Na parte do prefácio destacada na contracapa deste livro, o escritor argentino Alberto Manguel já nos anuncia uma história bonita, dizendo que "Cada personagem, que num convencional romance de viés documental ou sociológico seria um exemplo de injustiça social ou de transtorno psicológico, é na obra de Mãe um símbolo de libertação e triunfo pessoal, uma demonstração das infinitas possibilidades da alma e da imaginação humanas."
O primeiro capítulo (O homem que era só metade) nos traz a figura do pescador Crisóstomo, morador duma casa azul em frente ao mar, um homem que [...]"chegou aos quarenta anos e assumiu a tristeza de não ter um filho", dizendo pra si e pra quem pudesse ouvir que se sentia pela metade. Um dia rezou para a natureza, que sabe de tudo, pedindo encontrar um filho, já que dos seus amores fracassados não houvera brotado o fruto, e sentiu que a natureza, mãe de todos, o atenderia. Interessante a informação, adquirida em entrevistas do próprio autor, de que quando escreveu a obra, Valter Hugo se encontrava na entrada dos quarenta, assim como seu personagem, e também sentira mais que a vontade, a necessidade de ter um filho.
________
### O PROBLEMA
Responda com base no trecho:
(a) Quem é o autor do prefácio citado e qual a nacionalidade dele?
(b) Qual é o título do primeiro capítulo?
(c) Com que idade Crisóstomo assumiu a tristeza de não ter um filho?
O material não tem relação nenhuma com o trecho.

Dados de máscaras de segmentação:
________
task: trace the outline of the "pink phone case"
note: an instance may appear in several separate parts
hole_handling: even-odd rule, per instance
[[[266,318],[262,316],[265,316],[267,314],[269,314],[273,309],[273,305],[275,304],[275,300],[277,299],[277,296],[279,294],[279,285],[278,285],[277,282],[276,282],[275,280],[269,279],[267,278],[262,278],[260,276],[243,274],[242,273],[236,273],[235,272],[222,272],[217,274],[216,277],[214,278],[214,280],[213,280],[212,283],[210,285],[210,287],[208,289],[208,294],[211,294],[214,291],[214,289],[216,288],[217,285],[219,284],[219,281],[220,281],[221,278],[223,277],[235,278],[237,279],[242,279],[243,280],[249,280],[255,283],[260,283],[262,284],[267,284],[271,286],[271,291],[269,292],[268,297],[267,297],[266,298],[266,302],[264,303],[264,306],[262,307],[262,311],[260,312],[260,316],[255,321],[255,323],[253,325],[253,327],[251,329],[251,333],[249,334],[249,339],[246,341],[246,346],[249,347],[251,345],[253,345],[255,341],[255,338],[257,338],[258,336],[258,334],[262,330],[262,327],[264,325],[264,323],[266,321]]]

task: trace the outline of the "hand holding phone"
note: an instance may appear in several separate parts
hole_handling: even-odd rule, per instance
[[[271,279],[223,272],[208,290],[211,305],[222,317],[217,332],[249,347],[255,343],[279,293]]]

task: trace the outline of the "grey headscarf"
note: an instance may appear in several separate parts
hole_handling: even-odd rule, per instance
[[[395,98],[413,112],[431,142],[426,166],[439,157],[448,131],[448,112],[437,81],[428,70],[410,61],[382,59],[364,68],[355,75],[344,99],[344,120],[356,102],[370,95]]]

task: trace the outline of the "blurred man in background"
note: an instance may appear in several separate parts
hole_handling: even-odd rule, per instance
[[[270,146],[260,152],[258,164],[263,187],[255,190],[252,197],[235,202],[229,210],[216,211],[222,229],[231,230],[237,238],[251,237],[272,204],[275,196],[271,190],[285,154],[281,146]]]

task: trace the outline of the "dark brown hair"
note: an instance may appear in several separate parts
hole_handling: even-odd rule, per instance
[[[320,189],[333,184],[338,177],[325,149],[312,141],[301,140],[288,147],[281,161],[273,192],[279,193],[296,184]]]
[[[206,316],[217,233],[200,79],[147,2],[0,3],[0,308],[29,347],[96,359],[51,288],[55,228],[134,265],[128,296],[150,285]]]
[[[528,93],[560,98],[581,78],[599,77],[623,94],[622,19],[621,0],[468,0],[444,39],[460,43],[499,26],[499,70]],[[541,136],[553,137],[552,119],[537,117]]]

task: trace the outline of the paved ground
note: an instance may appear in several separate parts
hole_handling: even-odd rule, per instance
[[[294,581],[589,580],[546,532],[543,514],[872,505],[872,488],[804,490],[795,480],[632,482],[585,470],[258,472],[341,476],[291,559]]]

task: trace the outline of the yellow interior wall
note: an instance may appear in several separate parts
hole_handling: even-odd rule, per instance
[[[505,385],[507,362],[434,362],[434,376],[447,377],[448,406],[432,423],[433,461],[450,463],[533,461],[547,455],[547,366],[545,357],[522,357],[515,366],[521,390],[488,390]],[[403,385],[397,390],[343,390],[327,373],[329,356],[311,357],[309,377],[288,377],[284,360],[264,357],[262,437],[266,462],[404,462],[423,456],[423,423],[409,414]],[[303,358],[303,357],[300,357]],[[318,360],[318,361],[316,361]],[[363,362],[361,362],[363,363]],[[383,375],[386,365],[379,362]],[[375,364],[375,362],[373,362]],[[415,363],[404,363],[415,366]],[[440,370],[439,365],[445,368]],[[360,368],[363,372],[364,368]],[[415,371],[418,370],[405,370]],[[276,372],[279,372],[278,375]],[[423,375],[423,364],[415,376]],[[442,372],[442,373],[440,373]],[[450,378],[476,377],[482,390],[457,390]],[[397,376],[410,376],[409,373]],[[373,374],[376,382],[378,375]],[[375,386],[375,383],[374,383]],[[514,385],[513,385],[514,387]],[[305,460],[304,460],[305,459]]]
________
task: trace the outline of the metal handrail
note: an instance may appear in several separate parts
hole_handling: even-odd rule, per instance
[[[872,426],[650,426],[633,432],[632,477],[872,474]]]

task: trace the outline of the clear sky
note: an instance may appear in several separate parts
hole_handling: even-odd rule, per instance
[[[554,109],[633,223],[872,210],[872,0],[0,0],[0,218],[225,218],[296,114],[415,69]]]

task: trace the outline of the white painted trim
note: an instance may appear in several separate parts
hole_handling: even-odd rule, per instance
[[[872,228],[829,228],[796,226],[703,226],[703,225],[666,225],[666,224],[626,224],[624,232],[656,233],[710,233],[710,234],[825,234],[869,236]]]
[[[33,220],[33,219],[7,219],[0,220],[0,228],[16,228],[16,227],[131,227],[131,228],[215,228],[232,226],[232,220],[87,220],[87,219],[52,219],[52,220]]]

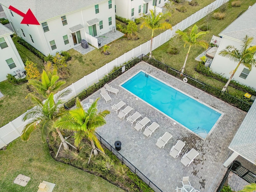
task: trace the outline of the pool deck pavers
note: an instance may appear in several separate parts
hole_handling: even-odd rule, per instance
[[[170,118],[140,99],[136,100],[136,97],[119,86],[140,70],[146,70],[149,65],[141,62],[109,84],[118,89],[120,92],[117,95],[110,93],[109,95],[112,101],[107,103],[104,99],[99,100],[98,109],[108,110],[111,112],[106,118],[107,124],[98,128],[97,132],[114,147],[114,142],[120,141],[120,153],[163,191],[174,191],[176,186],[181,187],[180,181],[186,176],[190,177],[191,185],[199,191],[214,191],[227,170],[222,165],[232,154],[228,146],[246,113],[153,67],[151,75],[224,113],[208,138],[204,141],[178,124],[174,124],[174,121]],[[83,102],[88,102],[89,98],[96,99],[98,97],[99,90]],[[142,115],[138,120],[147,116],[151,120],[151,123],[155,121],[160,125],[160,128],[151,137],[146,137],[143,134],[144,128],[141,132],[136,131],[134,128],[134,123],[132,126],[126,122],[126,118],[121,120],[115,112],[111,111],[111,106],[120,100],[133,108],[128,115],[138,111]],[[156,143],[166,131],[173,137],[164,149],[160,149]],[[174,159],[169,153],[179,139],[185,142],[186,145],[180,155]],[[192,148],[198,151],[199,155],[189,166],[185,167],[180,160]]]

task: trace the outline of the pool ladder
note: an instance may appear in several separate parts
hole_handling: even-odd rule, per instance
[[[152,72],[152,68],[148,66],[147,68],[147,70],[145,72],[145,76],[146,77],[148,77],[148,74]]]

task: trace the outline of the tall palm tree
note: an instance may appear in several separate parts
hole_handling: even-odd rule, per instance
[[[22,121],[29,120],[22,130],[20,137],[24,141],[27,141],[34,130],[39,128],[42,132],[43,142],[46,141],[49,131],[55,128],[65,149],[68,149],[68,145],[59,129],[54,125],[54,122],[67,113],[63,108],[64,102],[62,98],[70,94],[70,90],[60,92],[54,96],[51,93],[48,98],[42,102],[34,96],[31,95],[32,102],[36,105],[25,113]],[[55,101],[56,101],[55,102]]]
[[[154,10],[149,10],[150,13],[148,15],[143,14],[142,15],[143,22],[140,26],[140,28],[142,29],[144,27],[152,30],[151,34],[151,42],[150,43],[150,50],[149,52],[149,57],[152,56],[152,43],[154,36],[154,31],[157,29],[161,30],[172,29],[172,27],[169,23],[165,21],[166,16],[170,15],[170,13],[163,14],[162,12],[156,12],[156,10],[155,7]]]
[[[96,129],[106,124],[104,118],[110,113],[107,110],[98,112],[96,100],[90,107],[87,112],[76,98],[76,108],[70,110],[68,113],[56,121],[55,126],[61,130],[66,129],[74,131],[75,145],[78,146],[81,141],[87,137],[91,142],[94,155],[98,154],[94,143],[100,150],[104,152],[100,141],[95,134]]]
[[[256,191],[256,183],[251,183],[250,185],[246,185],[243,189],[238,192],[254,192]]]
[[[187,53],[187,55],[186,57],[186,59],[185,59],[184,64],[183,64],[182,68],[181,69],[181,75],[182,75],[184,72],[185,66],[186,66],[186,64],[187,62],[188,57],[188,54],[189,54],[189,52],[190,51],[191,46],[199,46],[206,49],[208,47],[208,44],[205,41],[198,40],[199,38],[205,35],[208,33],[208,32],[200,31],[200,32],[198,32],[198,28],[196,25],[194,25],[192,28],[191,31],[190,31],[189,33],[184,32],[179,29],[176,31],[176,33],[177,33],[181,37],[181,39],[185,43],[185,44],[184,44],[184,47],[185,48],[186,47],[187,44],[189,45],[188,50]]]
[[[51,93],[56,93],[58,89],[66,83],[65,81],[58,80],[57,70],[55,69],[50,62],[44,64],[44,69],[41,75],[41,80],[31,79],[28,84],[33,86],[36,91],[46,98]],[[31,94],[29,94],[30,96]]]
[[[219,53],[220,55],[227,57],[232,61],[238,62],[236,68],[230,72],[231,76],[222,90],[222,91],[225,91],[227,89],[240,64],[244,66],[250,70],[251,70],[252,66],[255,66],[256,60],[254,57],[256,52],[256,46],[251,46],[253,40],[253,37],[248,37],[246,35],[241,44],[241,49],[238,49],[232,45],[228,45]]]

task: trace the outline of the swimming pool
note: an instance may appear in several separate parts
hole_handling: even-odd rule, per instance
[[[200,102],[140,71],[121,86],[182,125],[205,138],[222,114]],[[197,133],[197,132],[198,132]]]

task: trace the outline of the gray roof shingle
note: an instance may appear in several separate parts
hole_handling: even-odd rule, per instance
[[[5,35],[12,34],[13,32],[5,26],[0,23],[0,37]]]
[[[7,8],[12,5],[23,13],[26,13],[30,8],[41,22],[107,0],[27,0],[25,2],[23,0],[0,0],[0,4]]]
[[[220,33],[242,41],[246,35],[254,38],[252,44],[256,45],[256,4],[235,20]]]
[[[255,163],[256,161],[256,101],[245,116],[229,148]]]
________
### EXERCÍCIO RESOLVIDO
(a) Alberto Manguel, escritor argentino.
(b) O homem que era só metade.
(c) Aos quarenta anos.